--- Job ---
Please keep only the lines of the data below that contain the word "sunlit".

--- Data provided ---
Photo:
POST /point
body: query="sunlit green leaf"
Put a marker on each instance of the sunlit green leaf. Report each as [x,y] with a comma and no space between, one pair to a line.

==

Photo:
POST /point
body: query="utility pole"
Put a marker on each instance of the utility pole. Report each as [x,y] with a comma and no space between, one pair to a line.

--- Response for this exercise ---
body: query="sunlit green leaf"
Put a marker on each instance of the sunlit green leaf. Report each as [x,y] with a comma and no space between, one pair to a line.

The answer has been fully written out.